# Experimental Investigation of the Flexural Performance of Continuous Self-Compacting Concrete Beams with Natural and Recycled Aggregates

**Authors:** Žarko Petrović, Bojan Milošević, Marija Spasojević Šurdilović, Andrija Zorić, Dragana Turnić

PMC · DOI: 10.3390/ma19020264 · Materials · 2026-01-08

## TL;DR

This study tests concrete beams with natural and recycled aggregates to see how well they handle bending forces, finding that recycled aggregates can work just as well as natural ones in some cases.

## Contribution

The study demonstrates that high-quality recycled aggregates can be used in structural self-compacting concrete beams without compromising performance.

## Key findings

- Partial replacement with recycled aggregates (50%) can achieve comparable or improved mechanical performance compared to natural aggregate beams.
- Beams with 100% recycled aggregates showed slightly higher deflections and earlier crack initiation, but overall flexural behavior remained consistent.
- Higher reinforcement ratios reduce the influence of aggregate type on structural performance.
· · ·
§ **DIRECTION A**: Filter the entries below, keeping each line that contains the word "dense", and copy those lines out. Case counts.
· · ·
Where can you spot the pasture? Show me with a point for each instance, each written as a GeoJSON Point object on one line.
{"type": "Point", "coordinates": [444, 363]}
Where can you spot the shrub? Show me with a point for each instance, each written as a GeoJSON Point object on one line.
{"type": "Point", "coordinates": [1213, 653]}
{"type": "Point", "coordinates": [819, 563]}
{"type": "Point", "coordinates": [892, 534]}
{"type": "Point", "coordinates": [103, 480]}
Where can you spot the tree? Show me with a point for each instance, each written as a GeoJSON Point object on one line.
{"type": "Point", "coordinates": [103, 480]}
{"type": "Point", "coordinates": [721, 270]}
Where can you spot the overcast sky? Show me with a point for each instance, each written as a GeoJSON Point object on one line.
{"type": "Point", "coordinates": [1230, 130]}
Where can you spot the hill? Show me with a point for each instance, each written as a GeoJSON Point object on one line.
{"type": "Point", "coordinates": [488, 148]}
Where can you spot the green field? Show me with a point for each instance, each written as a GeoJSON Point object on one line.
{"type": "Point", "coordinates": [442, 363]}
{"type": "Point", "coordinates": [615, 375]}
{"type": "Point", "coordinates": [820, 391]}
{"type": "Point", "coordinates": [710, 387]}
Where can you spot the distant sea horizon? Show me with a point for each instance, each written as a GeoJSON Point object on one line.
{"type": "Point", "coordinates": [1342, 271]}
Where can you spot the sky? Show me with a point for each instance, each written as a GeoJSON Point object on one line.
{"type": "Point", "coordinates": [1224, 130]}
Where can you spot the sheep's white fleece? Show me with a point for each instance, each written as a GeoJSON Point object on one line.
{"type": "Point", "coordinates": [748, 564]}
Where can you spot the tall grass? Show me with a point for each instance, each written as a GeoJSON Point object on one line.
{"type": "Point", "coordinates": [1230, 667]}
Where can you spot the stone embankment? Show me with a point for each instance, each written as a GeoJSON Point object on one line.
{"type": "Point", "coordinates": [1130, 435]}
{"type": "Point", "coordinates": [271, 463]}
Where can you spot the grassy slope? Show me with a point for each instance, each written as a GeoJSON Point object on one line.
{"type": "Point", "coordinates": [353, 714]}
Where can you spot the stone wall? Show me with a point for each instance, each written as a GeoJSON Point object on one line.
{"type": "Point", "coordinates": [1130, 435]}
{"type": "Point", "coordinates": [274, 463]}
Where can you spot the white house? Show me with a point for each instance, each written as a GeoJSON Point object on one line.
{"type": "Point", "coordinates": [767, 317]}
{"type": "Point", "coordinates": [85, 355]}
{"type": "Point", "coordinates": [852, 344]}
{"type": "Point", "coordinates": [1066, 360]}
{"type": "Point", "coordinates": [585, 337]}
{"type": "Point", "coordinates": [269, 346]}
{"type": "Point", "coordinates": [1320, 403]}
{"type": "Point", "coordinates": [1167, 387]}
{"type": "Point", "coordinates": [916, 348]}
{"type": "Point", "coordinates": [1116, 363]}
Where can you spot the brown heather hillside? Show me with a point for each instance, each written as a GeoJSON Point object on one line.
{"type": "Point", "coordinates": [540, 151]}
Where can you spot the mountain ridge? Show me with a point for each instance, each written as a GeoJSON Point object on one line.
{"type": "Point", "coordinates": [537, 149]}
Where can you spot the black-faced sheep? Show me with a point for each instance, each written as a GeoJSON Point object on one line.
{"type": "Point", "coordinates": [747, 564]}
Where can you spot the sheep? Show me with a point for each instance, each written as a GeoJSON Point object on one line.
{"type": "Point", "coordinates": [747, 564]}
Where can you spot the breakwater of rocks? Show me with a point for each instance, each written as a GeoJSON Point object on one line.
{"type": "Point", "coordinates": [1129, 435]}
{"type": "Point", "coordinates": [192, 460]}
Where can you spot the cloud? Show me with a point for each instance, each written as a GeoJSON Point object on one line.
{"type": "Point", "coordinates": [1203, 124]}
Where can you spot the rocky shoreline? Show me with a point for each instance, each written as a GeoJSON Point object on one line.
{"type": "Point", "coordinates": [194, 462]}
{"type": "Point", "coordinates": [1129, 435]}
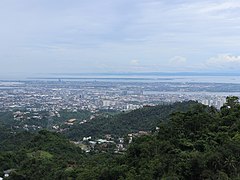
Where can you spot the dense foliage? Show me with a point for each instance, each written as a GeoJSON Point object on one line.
{"type": "Point", "coordinates": [201, 143]}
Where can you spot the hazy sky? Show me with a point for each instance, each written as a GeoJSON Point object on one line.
{"type": "Point", "coordinates": [61, 36]}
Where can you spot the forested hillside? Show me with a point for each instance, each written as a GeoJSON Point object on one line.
{"type": "Point", "coordinates": [200, 143]}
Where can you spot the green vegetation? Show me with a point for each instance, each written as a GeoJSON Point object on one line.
{"type": "Point", "coordinates": [200, 143]}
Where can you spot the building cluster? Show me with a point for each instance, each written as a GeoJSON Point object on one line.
{"type": "Point", "coordinates": [53, 96]}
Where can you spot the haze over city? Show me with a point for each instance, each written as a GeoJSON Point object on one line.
{"type": "Point", "coordinates": [41, 37]}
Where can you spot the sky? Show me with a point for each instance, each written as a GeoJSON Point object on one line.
{"type": "Point", "coordinates": [78, 36]}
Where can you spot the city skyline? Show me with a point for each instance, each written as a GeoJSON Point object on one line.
{"type": "Point", "coordinates": [119, 36]}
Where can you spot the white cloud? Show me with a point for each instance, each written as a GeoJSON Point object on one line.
{"type": "Point", "coordinates": [224, 59]}
{"type": "Point", "coordinates": [177, 60]}
{"type": "Point", "coordinates": [134, 62]}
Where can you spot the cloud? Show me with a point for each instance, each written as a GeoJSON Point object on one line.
{"type": "Point", "coordinates": [178, 60]}
{"type": "Point", "coordinates": [223, 62]}
{"type": "Point", "coordinates": [224, 59]}
{"type": "Point", "coordinates": [134, 62]}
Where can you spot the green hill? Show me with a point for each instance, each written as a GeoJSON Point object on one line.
{"type": "Point", "coordinates": [198, 143]}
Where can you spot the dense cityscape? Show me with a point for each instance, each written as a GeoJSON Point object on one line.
{"type": "Point", "coordinates": [96, 95]}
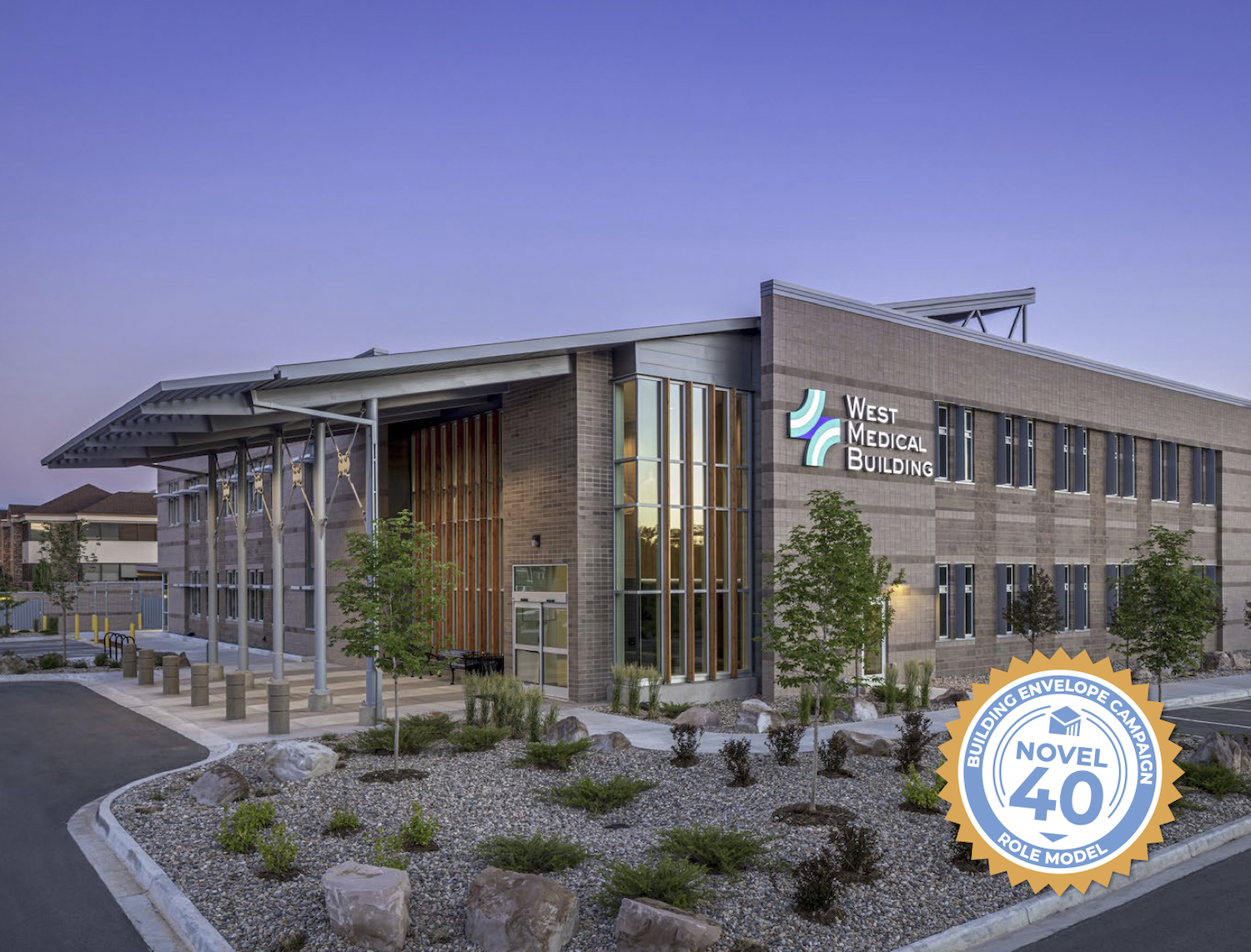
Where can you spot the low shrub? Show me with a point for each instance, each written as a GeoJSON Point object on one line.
{"type": "Point", "coordinates": [387, 851]}
{"type": "Point", "coordinates": [783, 742]}
{"type": "Point", "coordinates": [737, 756]}
{"type": "Point", "coordinates": [677, 882]}
{"type": "Point", "coordinates": [716, 849]}
{"type": "Point", "coordinates": [278, 852]}
{"type": "Point", "coordinates": [417, 734]}
{"type": "Point", "coordinates": [343, 822]}
{"type": "Point", "coordinates": [598, 797]}
{"type": "Point", "coordinates": [243, 824]}
{"type": "Point", "coordinates": [833, 754]}
{"type": "Point", "coordinates": [418, 832]}
{"type": "Point", "coordinates": [537, 854]}
{"type": "Point", "coordinates": [915, 739]}
{"type": "Point", "coordinates": [686, 744]}
{"type": "Point", "coordinates": [553, 757]}
{"type": "Point", "coordinates": [921, 794]}
{"type": "Point", "coordinates": [1213, 777]}
{"type": "Point", "coordinates": [857, 851]}
{"type": "Point", "coordinates": [472, 739]}
{"type": "Point", "coordinates": [817, 887]}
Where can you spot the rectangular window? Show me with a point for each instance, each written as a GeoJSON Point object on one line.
{"type": "Point", "coordinates": [173, 504]}
{"type": "Point", "coordinates": [966, 448]}
{"type": "Point", "coordinates": [255, 594]}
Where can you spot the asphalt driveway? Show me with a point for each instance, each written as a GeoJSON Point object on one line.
{"type": "Point", "coordinates": [63, 746]}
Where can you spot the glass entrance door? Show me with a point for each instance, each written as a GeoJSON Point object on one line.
{"type": "Point", "coordinates": [540, 652]}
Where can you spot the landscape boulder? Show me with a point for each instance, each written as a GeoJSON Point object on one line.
{"type": "Point", "coordinates": [220, 784]}
{"type": "Point", "coordinates": [610, 742]}
{"type": "Point", "coordinates": [655, 926]}
{"type": "Point", "coordinates": [368, 904]}
{"type": "Point", "coordinates": [702, 717]}
{"type": "Point", "coordinates": [520, 912]}
{"type": "Point", "coordinates": [294, 761]}
{"type": "Point", "coordinates": [1228, 752]}
{"type": "Point", "coordinates": [863, 709]}
{"type": "Point", "coordinates": [863, 742]}
{"type": "Point", "coordinates": [567, 729]}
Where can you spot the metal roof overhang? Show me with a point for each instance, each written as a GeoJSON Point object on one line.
{"type": "Point", "coordinates": [178, 419]}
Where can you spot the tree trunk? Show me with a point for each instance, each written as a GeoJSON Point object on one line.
{"type": "Point", "coordinates": [395, 714]}
{"type": "Point", "coordinates": [816, 751]}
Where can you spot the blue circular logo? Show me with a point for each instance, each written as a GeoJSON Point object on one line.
{"type": "Point", "coordinates": [1060, 772]}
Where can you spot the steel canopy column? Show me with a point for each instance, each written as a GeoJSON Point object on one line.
{"type": "Point", "coordinates": [243, 499]}
{"type": "Point", "coordinates": [374, 707]}
{"type": "Point", "coordinates": [319, 699]}
{"type": "Point", "coordinates": [215, 672]}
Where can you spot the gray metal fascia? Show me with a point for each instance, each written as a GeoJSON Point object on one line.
{"type": "Point", "coordinates": [875, 310]}
{"type": "Point", "coordinates": [415, 359]}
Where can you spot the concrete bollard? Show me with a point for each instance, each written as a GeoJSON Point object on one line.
{"type": "Point", "coordinates": [128, 661]}
{"type": "Point", "coordinates": [169, 672]}
{"type": "Point", "coordinates": [147, 666]}
{"type": "Point", "coordinates": [237, 696]}
{"type": "Point", "coordinates": [200, 684]}
{"type": "Point", "coordinates": [279, 694]}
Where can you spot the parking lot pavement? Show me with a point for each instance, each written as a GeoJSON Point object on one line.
{"type": "Point", "coordinates": [1231, 716]}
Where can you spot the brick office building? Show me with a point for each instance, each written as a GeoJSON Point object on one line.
· · ·
§ **DIRECTION B**: According to the concrete beam study, what reduces the influence of aggregate type on structural performance?

§ **FINAL RESULT A**:
Where can you spot the dense foliage? Show me with a point for each instance, each written as a GeoJSON Point object on one line.
Where can you spot the dense cityscape? Show me with a point for each instance, each written as a GeoJSON Point object on one line.

§ **FINAL RESULT B**: Higher reinforcement ratios.